**Problem statement:** Convert each line of the records below into one string in a JSON list, leaving out blank lines and the pictures.

**Dataset excerpts:**
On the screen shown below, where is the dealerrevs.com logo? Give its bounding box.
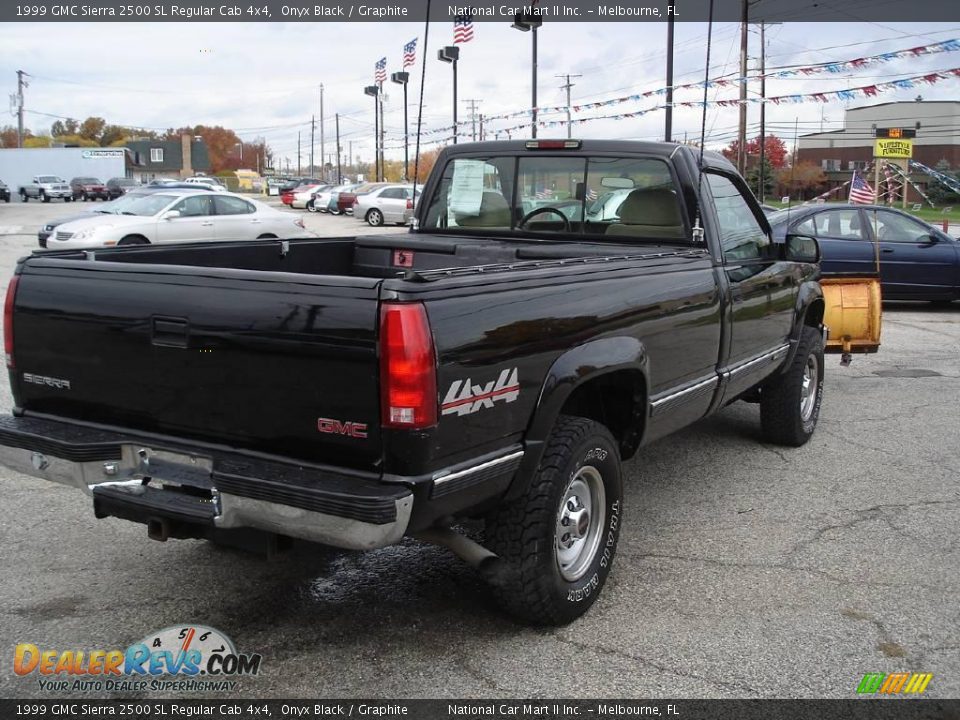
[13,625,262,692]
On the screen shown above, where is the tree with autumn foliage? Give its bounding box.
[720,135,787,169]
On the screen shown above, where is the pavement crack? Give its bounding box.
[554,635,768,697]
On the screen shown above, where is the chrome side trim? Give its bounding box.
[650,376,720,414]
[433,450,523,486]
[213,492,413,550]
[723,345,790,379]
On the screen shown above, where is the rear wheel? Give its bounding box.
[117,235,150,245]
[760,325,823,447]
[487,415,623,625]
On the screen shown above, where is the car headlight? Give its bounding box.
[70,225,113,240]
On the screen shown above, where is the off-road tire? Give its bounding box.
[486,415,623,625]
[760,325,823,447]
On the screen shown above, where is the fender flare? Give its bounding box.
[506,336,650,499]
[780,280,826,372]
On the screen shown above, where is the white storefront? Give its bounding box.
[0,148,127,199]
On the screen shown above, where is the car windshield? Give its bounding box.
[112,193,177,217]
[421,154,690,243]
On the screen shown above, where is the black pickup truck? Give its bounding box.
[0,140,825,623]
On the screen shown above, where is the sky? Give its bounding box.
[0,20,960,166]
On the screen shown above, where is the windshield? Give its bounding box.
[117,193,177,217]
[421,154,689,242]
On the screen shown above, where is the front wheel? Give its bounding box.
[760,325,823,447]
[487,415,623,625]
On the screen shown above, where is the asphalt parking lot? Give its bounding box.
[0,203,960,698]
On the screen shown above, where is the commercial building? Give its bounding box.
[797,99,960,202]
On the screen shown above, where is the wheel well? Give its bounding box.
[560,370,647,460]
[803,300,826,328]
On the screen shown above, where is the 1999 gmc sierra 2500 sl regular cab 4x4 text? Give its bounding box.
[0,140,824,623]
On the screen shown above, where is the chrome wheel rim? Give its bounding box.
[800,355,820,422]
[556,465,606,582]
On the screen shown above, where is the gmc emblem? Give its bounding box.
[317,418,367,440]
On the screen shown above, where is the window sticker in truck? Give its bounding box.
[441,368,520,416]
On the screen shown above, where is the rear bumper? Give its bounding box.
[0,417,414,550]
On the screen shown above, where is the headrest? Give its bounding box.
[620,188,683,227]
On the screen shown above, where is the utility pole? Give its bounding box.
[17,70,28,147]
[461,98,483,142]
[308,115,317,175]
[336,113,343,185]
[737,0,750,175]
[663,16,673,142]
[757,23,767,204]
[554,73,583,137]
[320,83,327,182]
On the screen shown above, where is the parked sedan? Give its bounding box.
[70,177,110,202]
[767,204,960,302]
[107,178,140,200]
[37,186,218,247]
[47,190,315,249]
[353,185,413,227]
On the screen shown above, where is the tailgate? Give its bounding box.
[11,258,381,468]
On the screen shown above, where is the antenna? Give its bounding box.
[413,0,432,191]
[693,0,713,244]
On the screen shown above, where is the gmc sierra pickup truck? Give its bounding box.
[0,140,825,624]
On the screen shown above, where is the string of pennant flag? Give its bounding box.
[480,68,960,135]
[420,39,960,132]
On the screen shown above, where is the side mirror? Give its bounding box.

**Answer to this exercise:**
[
  "On the screen shown below, where is the dealerrevs.com logo? Give its bounding box.",
  "[13,625,262,692]",
  "On the screen shown above, where is the tree with autumn foliage? Give its bounding box.",
  "[720,135,787,169]",
  "On the screen shown above, where is the pavement crack? Give its bounding box.",
  "[554,635,768,697]",
  "On the screen shown above, where is the chrome side trim? Give its bounding box.",
  "[650,376,720,414]",
  "[433,450,523,486]",
  "[213,492,413,550]",
  "[723,345,790,379]",
  "On the screen shown above, where is the rear wheel? Give its bounding box.",
  "[117,235,150,245]",
  "[760,325,823,447]",
  "[487,415,623,625]",
  "On the screen shown above, where is the car headlight? Give its bounding box.",
  "[70,225,113,240]",
  "On the screen shown above, where is the off-road tire? Give its bounding box.",
  "[486,415,623,625]",
  "[760,325,823,447]",
  "On the screen shown above, where is the fender flare? Give its bounding box.",
  "[506,336,650,499]",
  "[780,280,826,372]",
  "On the screen shown above, where is the white storefront? Give its bounding box.",
  "[0,148,127,199]",
  "On the screen shown above, where is the car windshield? Give its bounding box.",
  "[112,193,177,217]",
  "[421,154,690,243]",
  "On the screen shown above, where is the black pickup truck? Give its bounding box.",
  "[0,140,825,623]",
  "On the screen shown above, where is the sky? Give its bounding box.",
  "[0,20,960,166]",
  "On the screen shown above, where is the windshield? Give its bounding box.",
  "[117,193,177,217]",
  "[421,154,689,242]",
  "On the screen shown above, where is the front wheel? Give its bounding box.",
  "[760,325,823,447]",
  "[487,415,623,625]",
  "On the screen shown above, where is the asphalt parking lot? Give its bounding box.",
  "[0,203,960,698]",
  "On the screen shown above, where is the commercial building? Give its bounding box.",
  "[797,99,960,202]",
  "On the screen shown above, where is the wheel well? Give its bounding box.",
  "[560,370,647,460]",
  "[803,300,826,328]",
  "On the screen shown above, where is the 1999 gmc sierra 2500 sl regular cab 4x4 text? Give its bounding box.",
  "[0,140,824,623]",
  "On the screen shown above, where is the chrome wheel rim? Give its bounding box.",
  "[800,355,820,422]",
  "[556,465,606,582]",
  "On the screen shown above, where is the gmc emblem? Give its bounding box.",
  "[317,418,367,440]",
  "On the screen shown above, where is the window sticker in truck? Give its bounding box.",
  "[441,368,520,416]",
  "On the screen shown above, where is the rear bumper? Give its bounding box.",
  "[0,417,414,550]",
  "On the screen shown above, where is the headrest? Give its bounding box.",
  "[620,188,683,227]",
  "On the screen shown above, where is the utility pole? Give its bounding box.",
  "[17,70,28,147]",
  "[461,98,483,142]",
  "[308,115,317,175]",
  "[336,113,343,185]",
  "[737,0,750,175]",
  "[663,16,673,142]",
  "[757,23,767,204]",
  "[554,73,583,137]",
  "[320,83,327,182]",
  "On the screen shown above, where is the parked sedan? Give its bounding box.",
  "[70,177,110,202]",
  "[767,204,960,302]",
  "[107,178,140,200]",
  "[37,186,218,247]",
  "[47,190,315,249]",
  "[353,185,413,227]",
  "On the screen shown above, where is the tailgate? Give its bounding box.",
  "[11,258,381,468]",
  "On the screen shown above, where is the antenna? Give its bounding box.",
  "[413,0,432,191]",
  "[693,0,713,244]",
  "On the screen shown above, where is the gmc sierra pickup truck? Give its bounding box.",
  "[0,140,825,624]",
  "On the screen shown above, where is the string of pennant flag? Give its bounding box.",
  "[480,68,960,135]",
  "[420,39,960,132]",
  "On the screen shown above, where is the side mirror? Give its bounding box."
]